--- Begin Text block ---

- Artist: Salvador Dalí
- Year: 1954
- Medium: Oil on canvas
- Movement: surrealism
- Dimensions: 40.5 cm × 30.5 cm (15.95 in × 12 in)
- Location: Private collection, Paris

= Young Virgin Auto-Sodomized by the Horns of Her Own Chastity =

1954 painting by Salvador Dalí

Young Virgin Auto-Sodomized by the Horns of Her Own Chastity is an oil painting by Salvador Dalí from 1954.

==History and description==
During the 1950s, Dalí painted many of his subjects as composed of rhinoceros horns. Here, the young virgin's buttocks consist of two converging horns and two horns float beneath; "as the horns simultaneously comprise and threaten to sodomise the callipygian figure, she is effectively (auto) sodomised by her own constitution."

--- End Text block ---
--- Begin Given information ---

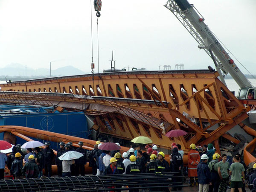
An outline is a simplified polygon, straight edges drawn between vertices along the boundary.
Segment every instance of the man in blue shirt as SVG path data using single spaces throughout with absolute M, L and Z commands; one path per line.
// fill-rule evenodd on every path
M 0 152 L 0 180 L 3 179 L 4 168 L 6 161 L 7 161 L 6 155 L 4 153 Z

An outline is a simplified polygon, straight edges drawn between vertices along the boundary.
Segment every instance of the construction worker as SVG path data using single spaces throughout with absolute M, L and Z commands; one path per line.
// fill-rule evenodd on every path
M 212 184 L 210 182 L 211 173 L 207 165 L 208 159 L 206 154 L 203 154 L 201 157 L 201 161 L 197 166 L 198 180 L 199 183 L 198 192 L 208 192 L 209 185 Z
M 57 165 L 58 176 L 61 177 L 62 176 L 62 161 L 60 160 L 58 157 L 65 153 L 65 143 L 61 142 L 60 143 L 59 145 L 60 148 L 58 150 L 55 162 L 56 162 L 56 165 Z
M 115 157 L 111 157 L 110 159 L 110 164 L 105 168 L 105 170 L 103 172 L 103 175 L 117 174 L 117 160 Z
M 256 163 L 253 164 L 254 173 L 249 178 L 249 188 L 252 192 L 256 192 Z
M 83 155 L 79 159 L 76 159 L 75 160 L 76 162 L 75 175 L 76 176 L 79 175 L 79 170 L 80 174 L 81 174 L 81 176 L 84 176 L 85 175 L 85 169 L 84 168 L 84 165 L 86 164 L 86 154 L 87 153 L 87 150 L 83 148 L 83 145 L 84 143 L 81 141 L 79 141 L 78 143 L 79 148 L 77 148 L 76 150 L 76 151 L 79 152 Z
M 15 177 L 15 179 L 22 179 L 22 172 L 21 170 L 23 167 L 22 163 L 22 157 L 20 153 L 16 153 L 15 154 L 15 159 L 12 163 L 10 171 Z
M 122 163 L 121 160 L 121 153 L 119 152 L 116 153 L 114 157 L 117 160 L 116 163 L 116 167 L 117 168 L 117 174 L 122 174 L 125 171 L 125 168 L 124 163 Z
M 194 178 L 195 179 L 195 186 L 198 186 L 197 168 L 200 162 L 200 155 L 198 151 L 195 150 L 195 145 L 192 143 L 190 147 L 190 151 L 188 153 L 188 176 L 190 178 L 190 186 L 194 186 Z
M 33 155 L 30 155 L 28 160 L 29 162 L 26 163 L 22 168 L 22 175 L 26 176 L 26 179 L 37 178 L 39 174 L 39 170 L 35 162 L 35 157 Z
M 212 185 L 209 187 L 209 192 L 218 192 L 220 185 L 220 177 L 218 171 L 218 159 L 221 156 L 218 153 L 212 155 L 212 160 L 209 165 L 209 169 L 211 172 L 211 182 Z
M 125 174 L 136 174 L 140 173 L 139 165 L 136 163 L 136 157 L 135 155 L 131 155 L 129 158 L 130 164 L 128 165 L 125 170 Z M 135 180 L 131 180 L 131 182 L 135 181 Z M 129 188 L 135 187 L 136 186 L 129 185 Z M 129 189 L 129 192 L 138 192 L 138 189 Z
M 158 156 L 159 156 L 160 155 L 160 153 L 161 152 L 160 152 L 158 154 Z M 175 173 L 175 176 L 181 177 L 182 176 L 181 174 L 181 170 L 182 170 L 182 168 L 183 167 L 183 159 L 182 159 L 182 156 L 181 154 L 179 153 L 178 148 L 173 148 L 173 149 L 172 149 L 172 166 L 171 170 L 173 172 L 177 173 Z M 182 178 L 180 177 L 175 177 L 173 179 L 174 182 L 181 183 L 180 184 L 178 184 L 178 185 L 181 185 L 182 184 L 183 180 Z M 181 187 L 179 187 L 178 188 L 177 188 L 177 189 L 181 190 L 182 188 Z M 177 188 L 174 187 L 173 189 L 174 190 L 176 191 L 176 189 L 177 189 Z
M 43 150 L 45 176 L 48 177 L 52 177 L 52 163 L 54 158 L 53 151 L 50 148 L 50 143 L 47 141 L 44 143 L 45 148 Z

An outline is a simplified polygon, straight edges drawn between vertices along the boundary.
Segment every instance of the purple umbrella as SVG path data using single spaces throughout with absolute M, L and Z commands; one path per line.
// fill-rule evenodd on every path
M 167 134 L 166 134 L 166 136 L 169 137 L 179 137 L 182 136 L 187 134 L 188 133 L 185 131 L 182 130 L 181 129 L 174 129 L 171 130 Z
M 120 148 L 120 147 L 113 143 L 105 143 L 99 147 L 99 149 L 102 151 L 114 151 Z

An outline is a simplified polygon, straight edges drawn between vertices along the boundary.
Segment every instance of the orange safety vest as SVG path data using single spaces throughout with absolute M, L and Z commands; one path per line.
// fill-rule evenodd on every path
M 188 153 L 188 176 L 197 177 L 197 165 L 200 162 L 200 155 L 197 151 L 192 149 Z

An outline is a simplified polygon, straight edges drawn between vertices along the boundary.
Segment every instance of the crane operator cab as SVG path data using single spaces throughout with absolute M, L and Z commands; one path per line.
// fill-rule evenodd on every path
M 241 87 L 238 92 L 239 99 L 256 99 L 256 87 Z

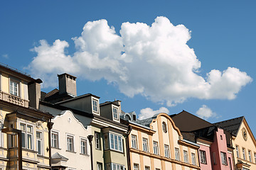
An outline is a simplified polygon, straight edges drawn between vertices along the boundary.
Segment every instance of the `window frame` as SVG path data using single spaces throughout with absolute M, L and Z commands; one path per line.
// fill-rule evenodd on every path
M 149 152 L 149 142 L 148 139 L 142 137 L 142 148 L 144 152 Z
M 206 152 L 204 150 L 199 150 L 200 163 L 207 164 Z
M 71 139 L 71 142 L 68 141 L 68 139 Z M 75 136 L 70 134 L 66 134 L 66 142 L 67 142 L 67 150 L 68 152 L 75 152 Z M 70 147 L 70 144 L 71 147 Z
M 134 149 L 138 149 L 137 135 L 132 134 L 131 139 L 132 139 L 132 147 Z

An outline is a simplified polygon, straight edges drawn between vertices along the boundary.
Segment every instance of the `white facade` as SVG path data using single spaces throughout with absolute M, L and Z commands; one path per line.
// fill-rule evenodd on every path
M 63 111 L 52 120 L 52 166 L 66 169 L 90 169 L 90 148 L 87 136 L 90 126 L 85 127 L 70 110 Z

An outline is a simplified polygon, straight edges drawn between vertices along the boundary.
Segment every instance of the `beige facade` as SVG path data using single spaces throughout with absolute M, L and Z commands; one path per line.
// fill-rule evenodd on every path
M 256 169 L 256 141 L 245 118 L 237 136 L 233 137 L 232 144 L 235 148 L 233 152 L 235 169 Z
M 3 169 L 17 169 L 21 165 L 25 169 L 50 169 L 48 127 L 52 115 L 38 110 L 36 106 L 28 108 L 28 86 L 40 87 L 41 82 L 0 65 L 0 168 Z M 18 164 L 21 154 L 22 164 Z
M 129 121 L 131 169 L 200 169 L 199 146 L 183 140 L 169 115 L 160 113 L 148 121 L 148 126 L 143 120 Z

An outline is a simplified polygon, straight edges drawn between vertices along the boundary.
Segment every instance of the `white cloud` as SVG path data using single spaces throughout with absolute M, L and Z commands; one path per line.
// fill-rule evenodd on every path
M 213 112 L 206 105 L 203 105 L 202 107 L 196 111 L 196 114 L 205 120 L 210 118 L 218 118 L 216 113 Z
M 2 55 L 2 57 L 6 59 L 9 59 L 9 55 L 7 54 Z
M 124 23 L 120 35 L 106 20 L 87 22 L 80 37 L 72 38 L 76 51 L 65 53 L 68 43 L 41 40 L 28 66 L 44 86 L 56 86 L 57 74 L 68 72 L 92 81 L 105 79 L 125 95 L 141 94 L 168 106 L 188 98 L 233 99 L 252 81 L 245 72 L 228 67 L 200 76 L 201 62 L 186 44 L 191 31 L 157 17 L 151 26 Z
M 150 108 L 143 108 L 140 110 L 140 114 L 139 115 L 138 119 L 143 120 L 145 118 L 151 118 L 153 117 L 153 115 L 161 113 L 165 113 L 169 114 L 169 110 L 164 107 L 161 107 L 159 108 L 159 110 L 153 110 L 153 109 Z

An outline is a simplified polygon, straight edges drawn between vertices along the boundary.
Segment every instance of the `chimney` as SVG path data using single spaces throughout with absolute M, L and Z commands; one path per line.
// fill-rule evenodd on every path
M 38 79 L 35 81 L 28 83 L 28 106 L 39 109 L 39 101 L 41 98 L 41 84 L 42 80 Z
M 76 96 L 76 77 L 64 73 L 58 75 L 60 94 L 70 94 Z

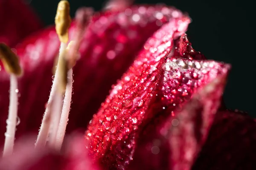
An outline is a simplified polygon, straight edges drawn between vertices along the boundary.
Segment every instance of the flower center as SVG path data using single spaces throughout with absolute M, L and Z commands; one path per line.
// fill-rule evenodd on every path
M 55 28 L 61 41 L 59 56 L 54 79 L 43 121 L 35 145 L 44 147 L 47 144 L 60 150 L 68 120 L 72 94 L 73 70 L 78 58 L 78 50 L 93 11 L 84 8 L 76 14 L 76 34 L 68 45 L 68 29 L 71 22 L 70 4 L 67 0 L 59 3 L 55 17 Z M 0 60 L 5 70 L 10 74 L 10 102 L 3 156 L 12 153 L 17 117 L 17 76 L 22 74 L 18 57 L 5 44 L 0 43 Z

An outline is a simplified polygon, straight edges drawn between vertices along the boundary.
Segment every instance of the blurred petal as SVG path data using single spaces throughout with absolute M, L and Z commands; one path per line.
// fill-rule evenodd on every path
M 30 8 L 22 0 L 0 1 L 0 42 L 13 47 L 42 24 Z
M 150 134 L 197 88 L 227 74 L 230 66 L 221 62 L 167 57 L 183 24 L 170 22 L 148 39 L 90 122 L 85 137 L 94 161 L 104 168 L 123 168 L 132 159 L 141 130 Z
M 155 31 L 169 20 L 176 24 L 183 20 L 184 24 L 180 27 L 177 36 L 186 31 L 190 20 L 172 7 L 134 6 L 124 11 L 96 14 L 82 40 L 81 58 L 74 68 L 74 94 L 67 131 L 86 127 L 111 85 L 128 68 Z M 70 31 L 71 37 L 75 27 L 73 23 Z M 19 81 L 20 123 L 17 127 L 17 137 L 39 128 L 59 45 L 55 28 L 52 27 L 28 37 L 16 47 L 24 70 Z M 0 76 L 0 144 L 6 130 L 9 82 L 9 76 L 3 68 Z
M 0 170 L 97 170 L 88 156 L 82 136 L 73 134 L 58 153 L 48 147 L 35 148 L 34 137 L 18 142 L 13 155 L 0 159 Z
M 0 170 L 61 170 L 65 158 L 49 148 L 35 149 L 35 140 L 28 138 L 16 143 L 12 155 L 0 160 Z
M 237 110 L 218 112 L 192 169 L 254 169 L 255 144 L 255 119 Z

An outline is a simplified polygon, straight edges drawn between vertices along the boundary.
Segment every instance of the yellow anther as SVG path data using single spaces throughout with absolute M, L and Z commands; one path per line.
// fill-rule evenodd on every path
M 68 68 L 72 68 L 76 65 L 76 61 L 79 57 L 78 54 L 78 48 L 77 42 L 71 41 L 67 45 L 67 54 L 68 54 L 67 60 L 68 60 Z
M 70 4 L 67 0 L 61 0 L 58 3 L 55 17 L 55 29 L 61 42 L 68 41 L 68 28 L 71 18 L 70 15 Z
M 0 60 L 7 72 L 17 76 L 22 74 L 19 58 L 9 47 L 3 43 L 0 43 Z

--- End Given information ---

_Given exercise A_:
Can you shorten the paragraph of the Dalí painting article that begins "During the 1950s, Dalí painted" and keep its main facts?
_Given exercise B_:
Answer these questions from the Dalí painting article, one per line:
(i) What medium was the painting made in?
(ii) Where is the painting located?
(iii) What kind of horns did Dalí use to compose many of his subjects during the 1950s?
Answer from the Dalí painting article alone.

_Output A_:
In the 1950s, Dalí often depicted his subjects as made of rhinoceros horns. In this painting, two converging horns form the young virgin's buttocks and two more float beneath her. Because the horns both make up the figure and threaten to sodomize her, she is in effect sodomized by her own constitution.

_Output B_:
(i) Oil on canvas
(ii) In a private collection in Paris
(iii) Rhinoceros horns